- [Task details]: Extract each line in the records below that contains the string "fence".

- [Extracted information]:
-------------------------

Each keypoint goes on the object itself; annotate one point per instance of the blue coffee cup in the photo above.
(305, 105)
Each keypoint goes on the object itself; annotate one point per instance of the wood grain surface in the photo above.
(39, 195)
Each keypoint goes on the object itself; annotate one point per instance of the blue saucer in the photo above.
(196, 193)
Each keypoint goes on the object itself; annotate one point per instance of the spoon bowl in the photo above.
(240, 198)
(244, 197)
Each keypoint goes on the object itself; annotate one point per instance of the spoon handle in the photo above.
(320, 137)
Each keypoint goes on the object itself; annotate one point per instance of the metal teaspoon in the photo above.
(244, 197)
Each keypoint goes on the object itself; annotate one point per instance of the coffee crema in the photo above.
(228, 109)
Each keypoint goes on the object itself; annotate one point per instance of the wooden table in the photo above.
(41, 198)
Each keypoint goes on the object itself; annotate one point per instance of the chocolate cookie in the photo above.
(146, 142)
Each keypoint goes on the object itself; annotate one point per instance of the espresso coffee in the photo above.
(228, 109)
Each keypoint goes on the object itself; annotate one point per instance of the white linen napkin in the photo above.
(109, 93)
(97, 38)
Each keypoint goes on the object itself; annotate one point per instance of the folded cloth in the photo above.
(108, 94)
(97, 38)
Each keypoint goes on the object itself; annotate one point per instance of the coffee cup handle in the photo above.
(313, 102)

-------------------------

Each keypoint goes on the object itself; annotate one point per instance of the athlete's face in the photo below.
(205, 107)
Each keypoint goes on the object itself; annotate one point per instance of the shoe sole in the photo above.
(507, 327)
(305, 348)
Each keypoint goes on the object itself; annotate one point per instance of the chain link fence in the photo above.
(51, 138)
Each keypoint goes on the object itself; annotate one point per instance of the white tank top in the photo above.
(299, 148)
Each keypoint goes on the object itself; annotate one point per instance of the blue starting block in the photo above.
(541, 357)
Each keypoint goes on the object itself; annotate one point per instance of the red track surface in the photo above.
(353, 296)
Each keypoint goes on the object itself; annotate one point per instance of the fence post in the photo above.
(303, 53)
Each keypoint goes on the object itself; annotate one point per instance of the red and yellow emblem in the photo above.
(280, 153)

-------------------------

- [Problem solution]:
Each keypoint goes on the object itself; annotate one point per instance of the chain link fence in the photo above.
Each keypoint goes on the object itself; annotate one point per instance of the fence post in the photo above.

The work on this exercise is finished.